No matter… Wait, though – who’s Petrov?”
(transl. by Vera Nabokov and DN)

 

At Chose Van plays poker with Dick C. (a cardsharp) and the French twins. Five or six years later, when Van meets Dick in Monte Carlo, Dick repeats the phrase “Mark ‘em!” three times and mentions a flea:

 

Van felt pretty sure of his skill — and of milord’s stupidity — but doubted he could keep it up for any length of time. He was sorry for Dick, who, apart from being an amateur rogue, was an amiable indolent fellow, with a pasty face and a flabby body — you could knock him down with a feather, and he frankly admitted that if his people kept refusing to pay his huge (and trite) debt. he would have to move to Australia to make new ones there and forge a few checks on the way.

He now constatait avec plaisir, as he told his victims, that only a few hundred pounds separated him from the shoreline of the minimal sum he needed to appease his most ruthless creditor. whereupon he went on fleecing poor Jean and Jacques with reckless haste, and then found himself with three honest aces (dealt to him lovingly by Van) against Van’s nimbly mustered four nines. This was followed by a good bluff against a better one; and with Van’s generously slipping the desperately flashing and twinkling young lord good but not good enough hands, the latter’s martyrdom came to a sudden end (London tailors wringing their hands in the fog, and a moneylender, the famous St Priest of Chose, asking for an appointment with Dick’s father). After the heaviest betting Van had yet seen, Jacques showed a forlorn couleur (as he called it in a dying man’s whisper) and Dick surrendered with a straight flush to his tormentor’s royal one. Van, who up to then had had no trouble whatever in concealing his delicate maneuvers from Dick’s silly lens, now had the pleasure of seeing him glimpse the second joker palmed in his, Van’s, hand as he swept up and clasped to his bosom the ‘rainbow ivory’ — Plunkett was full of poetry. The twins put on their ties and coats and said they had to quit.

STUDY MATERIAL:

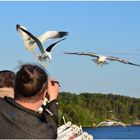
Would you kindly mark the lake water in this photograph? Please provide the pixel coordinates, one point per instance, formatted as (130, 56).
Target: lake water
(114, 132)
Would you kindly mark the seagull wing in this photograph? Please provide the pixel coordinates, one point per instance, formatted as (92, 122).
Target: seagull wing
(52, 35)
(84, 53)
(39, 44)
(25, 37)
(54, 44)
(121, 60)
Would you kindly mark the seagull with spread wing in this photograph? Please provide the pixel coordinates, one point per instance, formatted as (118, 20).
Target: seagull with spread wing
(45, 54)
(30, 43)
(101, 59)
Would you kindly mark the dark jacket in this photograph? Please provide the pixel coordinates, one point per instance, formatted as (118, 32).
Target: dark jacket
(17, 122)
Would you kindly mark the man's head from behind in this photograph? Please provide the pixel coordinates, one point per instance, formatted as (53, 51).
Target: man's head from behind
(7, 79)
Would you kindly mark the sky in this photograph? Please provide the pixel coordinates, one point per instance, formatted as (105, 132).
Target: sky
(108, 28)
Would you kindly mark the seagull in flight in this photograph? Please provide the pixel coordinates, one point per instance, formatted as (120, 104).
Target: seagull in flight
(101, 59)
(30, 43)
(45, 53)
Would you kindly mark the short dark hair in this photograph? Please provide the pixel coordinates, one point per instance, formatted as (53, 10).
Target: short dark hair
(7, 78)
(29, 80)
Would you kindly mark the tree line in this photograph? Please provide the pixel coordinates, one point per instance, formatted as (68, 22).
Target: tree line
(88, 109)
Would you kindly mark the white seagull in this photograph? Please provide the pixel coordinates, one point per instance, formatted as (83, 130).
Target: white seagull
(30, 44)
(45, 54)
(101, 59)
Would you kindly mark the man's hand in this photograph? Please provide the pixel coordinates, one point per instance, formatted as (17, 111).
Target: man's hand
(53, 89)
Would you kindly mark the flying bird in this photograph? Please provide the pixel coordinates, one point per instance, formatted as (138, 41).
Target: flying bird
(30, 43)
(101, 59)
(45, 53)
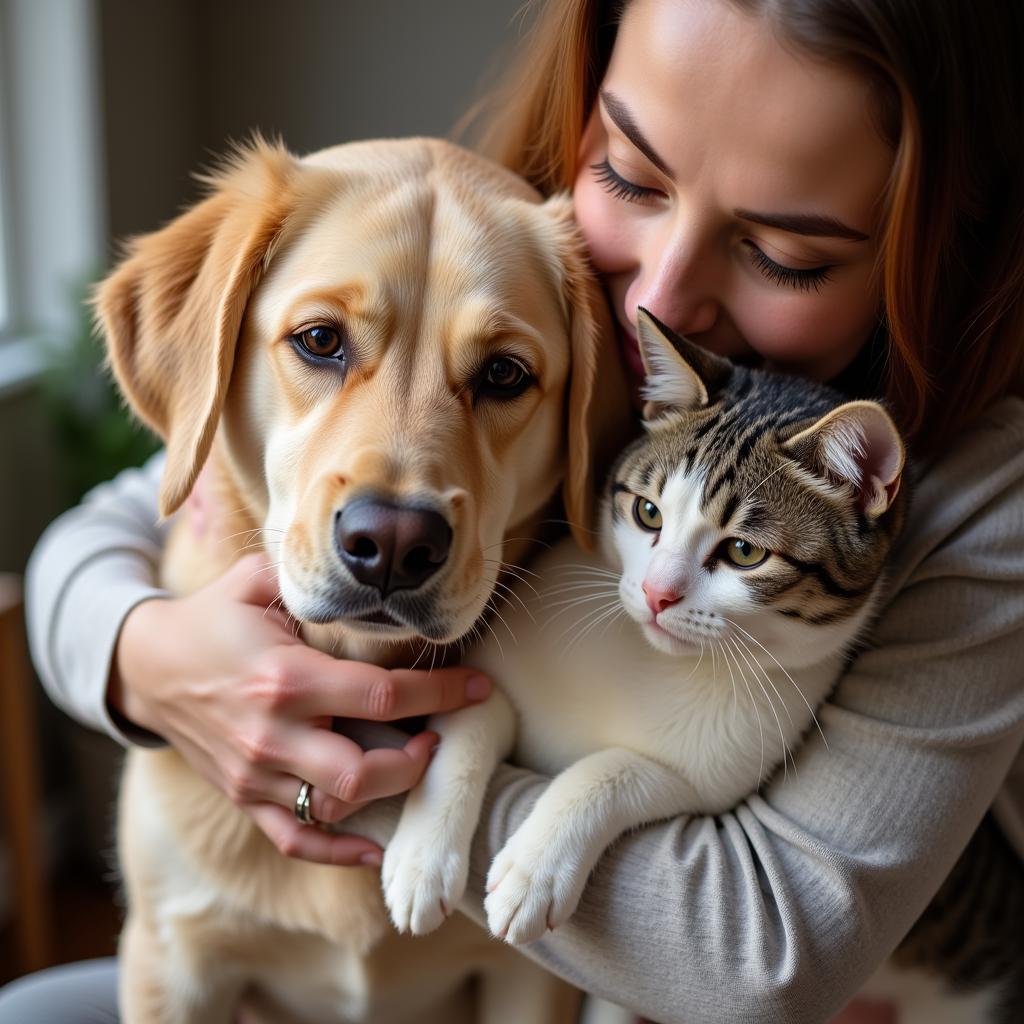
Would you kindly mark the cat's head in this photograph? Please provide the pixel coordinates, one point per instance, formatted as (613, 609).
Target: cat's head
(756, 513)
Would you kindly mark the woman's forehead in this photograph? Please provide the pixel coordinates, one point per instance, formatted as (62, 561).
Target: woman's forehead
(720, 98)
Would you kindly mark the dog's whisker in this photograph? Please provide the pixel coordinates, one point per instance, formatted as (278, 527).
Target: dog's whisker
(501, 649)
(494, 608)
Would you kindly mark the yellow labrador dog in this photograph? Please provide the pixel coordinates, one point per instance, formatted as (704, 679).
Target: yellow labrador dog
(383, 353)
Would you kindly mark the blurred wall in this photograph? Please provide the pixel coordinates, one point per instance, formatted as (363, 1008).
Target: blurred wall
(181, 79)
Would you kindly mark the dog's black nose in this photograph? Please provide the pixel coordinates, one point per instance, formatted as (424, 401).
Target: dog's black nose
(391, 547)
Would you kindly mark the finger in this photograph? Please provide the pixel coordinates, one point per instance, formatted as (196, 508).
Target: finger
(324, 685)
(309, 843)
(283, 790)
(340, 769)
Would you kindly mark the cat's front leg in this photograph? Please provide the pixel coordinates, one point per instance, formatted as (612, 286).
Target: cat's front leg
(426, 863)
(536, 881)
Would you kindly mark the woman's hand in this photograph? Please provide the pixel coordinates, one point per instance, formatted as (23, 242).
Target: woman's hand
(222, 677)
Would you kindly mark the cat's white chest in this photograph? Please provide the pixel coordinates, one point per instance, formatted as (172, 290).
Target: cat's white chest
(583, 679)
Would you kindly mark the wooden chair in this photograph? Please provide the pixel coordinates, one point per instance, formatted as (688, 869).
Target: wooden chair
(22, 784)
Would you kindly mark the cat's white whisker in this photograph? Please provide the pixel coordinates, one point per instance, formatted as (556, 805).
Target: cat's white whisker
(508, 593)
(697, 666)
(600, 617)
(512, 570)
(494, 607)
(594, 593)
(754, 705)
(781, 667)
(767, 679)
(777, 469)
(748, 655)
(584, 625)
(725, 658)
(568, 588)
(501, 649)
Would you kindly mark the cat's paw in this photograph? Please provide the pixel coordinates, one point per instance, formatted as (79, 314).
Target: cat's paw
(423, 879)
(534, 886)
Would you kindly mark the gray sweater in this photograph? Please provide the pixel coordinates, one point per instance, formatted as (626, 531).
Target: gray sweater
(779, 909)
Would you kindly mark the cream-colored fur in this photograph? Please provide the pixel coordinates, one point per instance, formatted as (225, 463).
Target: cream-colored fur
(431, 262)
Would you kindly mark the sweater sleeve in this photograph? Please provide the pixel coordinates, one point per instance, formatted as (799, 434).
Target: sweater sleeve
(91, 566)
(780, 909)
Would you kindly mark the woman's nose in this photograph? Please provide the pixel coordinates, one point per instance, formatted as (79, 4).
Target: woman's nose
(679, 291)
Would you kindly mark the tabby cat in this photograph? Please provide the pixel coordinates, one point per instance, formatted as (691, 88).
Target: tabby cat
(748, 530)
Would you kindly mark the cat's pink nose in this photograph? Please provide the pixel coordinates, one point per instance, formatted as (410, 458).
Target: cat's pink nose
(658, 598)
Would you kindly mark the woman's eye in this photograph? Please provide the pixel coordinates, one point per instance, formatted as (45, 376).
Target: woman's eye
(614, 184)
(805, 280)
(647, 514)
(504, 377)
(324, 342)
(744, 555)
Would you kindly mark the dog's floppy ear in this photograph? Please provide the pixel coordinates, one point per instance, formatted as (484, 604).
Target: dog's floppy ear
(171, 311)
(598, 407)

WORK TO COMPLETE:
1. Answer these from the text on the poker game at Chose.
(a) Who plays poker with Van and Dick at Chose?
(b) To what country would Dick have to move if his people kept refusing to pay his debt?
(c) With what hand did Dick surrender to Van's royal flush?
2. Continue the text on the poker game at Chose, beginning after its last sentence.

ANSWERS BELOW:
1.
(a) The French twins, Jean and Jacques.
(b) Australia.
(c) A straight flush.

2.
‘Same here, Dick,’ said Van. ‘Pity you had to rely on your crystal balls. I have often wondered why the Russian for it — I think we have a Russian ancestor in common — is the same as the German for "schoolboy," minus the umlaut’ — and while prattling thus, Van refunded with a rapidly written check the ecstatically astonished Frenchmen. Then he collected a handful of cards and chips and hurled them into Dick’s face. The missiles were still in flight when he regretted that cruel and commonplace bewgest, for the wretched fellow could not respond in any conceivable fashion, and just sat there covering one eye and examining his damaged spectacles with the other — it was also bleeding a little — while the French twins were pressing upon him two handkerchiefs which he kept good-naturedly pushing away. Rosy aurora was shivering in green Serenity Court. Laborious old Chose.

(There should be a sign denoting applause. Ada’s note.) 

Van fumed and fretted the rest of the morning, and after a long soak in a hot bath (the best adviser, and prompter and inspirer in the world, except, of course, the W.C. seat) decided to pen — pen is the word — a note of apology to the cheated cheater. As he was dressing, a messenger brought him a note from Lord C. (he was a cousin of one of Van’s Riverlane schoolmates), in which generous Dick proposed to substitute for his debt an introduction to the Venus Villa Club to which his whole clan belonged. Such a bounty no boy of eighteen could hope to obtain. It was a ticket to paradise. Van tussled with his slightly overweight conscience (both grinning like old pals in their old gymnasium) — and accepted Dick’s offer.

(I think, Van, you should make it clearer why you, Van, the proudest and cleanest of men — I’m not speaking of abject physicalities, we are all organized that way — but why you, pure Van, could accept the offer of a rogue who no doubt continued to ‘flash and twinkle’ after that fiasco. I think you should explain, primo, that you were dreadfully overworked, and secunda, that you could not bear the thought that the rogue knew, that he being a rogue, you could not call him out, and were safe, so to speak. Right? Van, do you hear me? I think —.)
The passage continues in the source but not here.